-- Records supplied follows --

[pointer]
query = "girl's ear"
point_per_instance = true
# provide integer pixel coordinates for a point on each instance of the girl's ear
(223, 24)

-- Records supplied concluded --

* _Action item_
Would you print all of the material above exactly as written?

* _Answer to the problem_
[pointer]
query = "girl's ear"
point_per_instance = true
# provide integer pixel coordinates for a point on each instance of the girl's ear
(223, 24)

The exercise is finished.